Text block:

————————

PrimeIntellect is actually awesome
Posted by Icy_Gas8807@reddit | LocalLLaMA | View on Reddit | 19 comments
I tested prime intellect 3:
- Q4_K_L
- 71.82GB
- Uses Q8_0 for embed and output weights. Good quality, recommended.
Model seams intelligent enough for most of my daily tasks, will be using it along with gpt-oss-120B. This did give me a hope, if this trend continues and hoping to get great models like this at below 160B @fp4, inference possible in strix halo chips.
Also, now I want to connect it to web search. I know it is previously discussed: (https://github.com/mrkrsl/web-search-mcp) this seams to be the best option without jargon of adding api. Are there any better alternatives?
BrilliantEmotion4461@reddit
Have your read the book?
Metamorphosis of the Prime Intellect?
Icy_Gas8807@reddit (OP)
is it good? anything related to prime intellect project?
Klutzy-Snow8016@reddit
Apparently, the benchmark numbers were inflated and it actually scores basically the same as GLM-4.5 Air: https://x.com/rawsh0/status/1994781830227075159
Icy_Gas8807@reddit (OP)
Seams fine for me, will try same prompts with 4.5 air and update you with results.
Miserable-Dare5090@reddit
i am having chat template problems. anyone else?
Koalababies@reddit
I manually dropped in the template file with the updates from this PR
https://huggingface.co/PrimeIntellect/INTELLECT-3/discussions/2/files#d2h-526183
It's working well after this update.
chillahc@reddit
Here's the link rom the`refs/pr/2`-branch in a easier-to read version: https://huggingface.co/PrimeIntellect/INTELLECT-3/blob/refs%2Fpr%2F2/chat_template.jinja - Works for me, too š¤āļø
Agreeable-Rest9162@reddit
Looks good. The benchmarks they published inspire confidence. If you need web search, try this MCP using searxng:
The instance is maintained by me (the dev behind Noema), and it allows JSON requests, which allow a Search MCP like this to work. I couldn't find another instance that allows this on Searx space, so I made my own, which also sustains the web search functionality in my Noema app. If you want to learn more about privacy with this instance you can go to:
https://noemaai.com/noema-search
and
https://noemaai.com/privacy
arousedsquirel@reddit
Can you explain the community how you build this instance? Is there a github repo available so people can look and build their own search private mcp? š
Agreeable-Rest9162@reddit
Its run on an oracle server through docker. So you just build searxng using the docker instance and its available at the public URL. The MCP code being used is from here: https://github.com/ihor-sokoliuk/mcp-searxng.git
Icy_Gas8807@reddit (OP)
Great job, pretty detailed readme file as well.
So, the llm are connected to the web search via MCP, web searched queries are converted to markdown file, and it is sent back -> perfect š.
Iām just wondering, are the markdown files parsed without html overheads? He claims LLMs are actually not bad at reading parsed html files -> (https://x.com/rasbt/status/1943415645007495257?s=20) your thoughts on this?

————————

Data records:
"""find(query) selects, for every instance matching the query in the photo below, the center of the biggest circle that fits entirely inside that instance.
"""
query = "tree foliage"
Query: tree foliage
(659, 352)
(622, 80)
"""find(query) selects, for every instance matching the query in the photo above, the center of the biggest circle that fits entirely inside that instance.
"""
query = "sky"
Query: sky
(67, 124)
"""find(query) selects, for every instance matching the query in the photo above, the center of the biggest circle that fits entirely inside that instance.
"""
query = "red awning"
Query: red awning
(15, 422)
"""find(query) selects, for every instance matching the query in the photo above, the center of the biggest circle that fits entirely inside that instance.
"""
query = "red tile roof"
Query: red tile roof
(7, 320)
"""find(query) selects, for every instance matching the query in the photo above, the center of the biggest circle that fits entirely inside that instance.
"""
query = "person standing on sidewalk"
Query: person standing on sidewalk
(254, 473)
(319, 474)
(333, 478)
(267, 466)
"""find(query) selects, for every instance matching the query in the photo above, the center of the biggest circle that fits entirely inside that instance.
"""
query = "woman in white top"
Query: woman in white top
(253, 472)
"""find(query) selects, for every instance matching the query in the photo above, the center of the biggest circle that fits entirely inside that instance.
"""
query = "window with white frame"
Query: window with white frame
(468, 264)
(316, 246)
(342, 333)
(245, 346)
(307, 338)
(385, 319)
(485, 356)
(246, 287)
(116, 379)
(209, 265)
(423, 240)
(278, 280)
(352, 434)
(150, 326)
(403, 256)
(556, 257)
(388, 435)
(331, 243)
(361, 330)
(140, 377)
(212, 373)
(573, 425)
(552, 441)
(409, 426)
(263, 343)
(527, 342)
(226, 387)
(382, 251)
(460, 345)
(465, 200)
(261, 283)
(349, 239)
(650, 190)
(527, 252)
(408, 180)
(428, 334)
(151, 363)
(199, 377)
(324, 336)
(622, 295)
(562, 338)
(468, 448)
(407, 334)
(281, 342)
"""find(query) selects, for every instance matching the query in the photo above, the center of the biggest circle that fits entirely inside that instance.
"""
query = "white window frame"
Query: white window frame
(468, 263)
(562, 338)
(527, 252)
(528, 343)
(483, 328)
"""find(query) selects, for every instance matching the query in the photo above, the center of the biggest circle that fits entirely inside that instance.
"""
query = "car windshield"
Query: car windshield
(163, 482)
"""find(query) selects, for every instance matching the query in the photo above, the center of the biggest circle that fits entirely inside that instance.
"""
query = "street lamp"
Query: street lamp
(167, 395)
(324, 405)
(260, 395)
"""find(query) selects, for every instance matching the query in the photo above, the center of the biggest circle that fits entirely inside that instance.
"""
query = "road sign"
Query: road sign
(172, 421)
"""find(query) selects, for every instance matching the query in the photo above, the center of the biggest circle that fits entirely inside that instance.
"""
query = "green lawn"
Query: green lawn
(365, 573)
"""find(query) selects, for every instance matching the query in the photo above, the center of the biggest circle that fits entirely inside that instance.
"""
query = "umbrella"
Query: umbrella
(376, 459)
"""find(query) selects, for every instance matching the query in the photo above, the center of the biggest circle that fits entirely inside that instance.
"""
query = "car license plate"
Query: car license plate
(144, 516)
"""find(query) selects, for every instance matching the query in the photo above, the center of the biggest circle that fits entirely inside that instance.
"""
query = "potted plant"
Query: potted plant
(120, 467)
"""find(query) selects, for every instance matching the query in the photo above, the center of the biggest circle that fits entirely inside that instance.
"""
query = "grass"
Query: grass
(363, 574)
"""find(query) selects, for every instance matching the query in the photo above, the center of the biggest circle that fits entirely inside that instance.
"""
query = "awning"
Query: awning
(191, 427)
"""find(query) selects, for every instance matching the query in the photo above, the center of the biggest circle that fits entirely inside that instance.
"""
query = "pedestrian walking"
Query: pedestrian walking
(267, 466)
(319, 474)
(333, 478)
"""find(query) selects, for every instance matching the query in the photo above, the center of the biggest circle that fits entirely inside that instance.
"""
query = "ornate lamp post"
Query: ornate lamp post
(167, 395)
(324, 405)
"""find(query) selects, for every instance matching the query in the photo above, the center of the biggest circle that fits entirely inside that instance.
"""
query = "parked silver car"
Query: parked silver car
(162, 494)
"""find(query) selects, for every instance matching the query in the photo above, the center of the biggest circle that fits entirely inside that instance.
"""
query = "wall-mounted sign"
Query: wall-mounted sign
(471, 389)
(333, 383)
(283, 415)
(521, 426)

————————

Try it: Reproduce the stretch of the PrimeIntellect thread from "Metamorphosis of the" through "you with results.".

Response to the exercise:
Metamorphosis of the Prime Intellect?
Icy_Gas8807@reddit (OP)
is it good? anything related to prime intellect project?
Klutzy-Snow8016@reddit
Apparently, the benchmark numbers were inflated and it actually scores basically the same as GLM-4.5 Air: https://x.com/rawsh0/status/1994781830227075159
Icy_Gas8807@reddit (OP)
Seams fine for me, will try same prompts with 4.5 air and update you with results.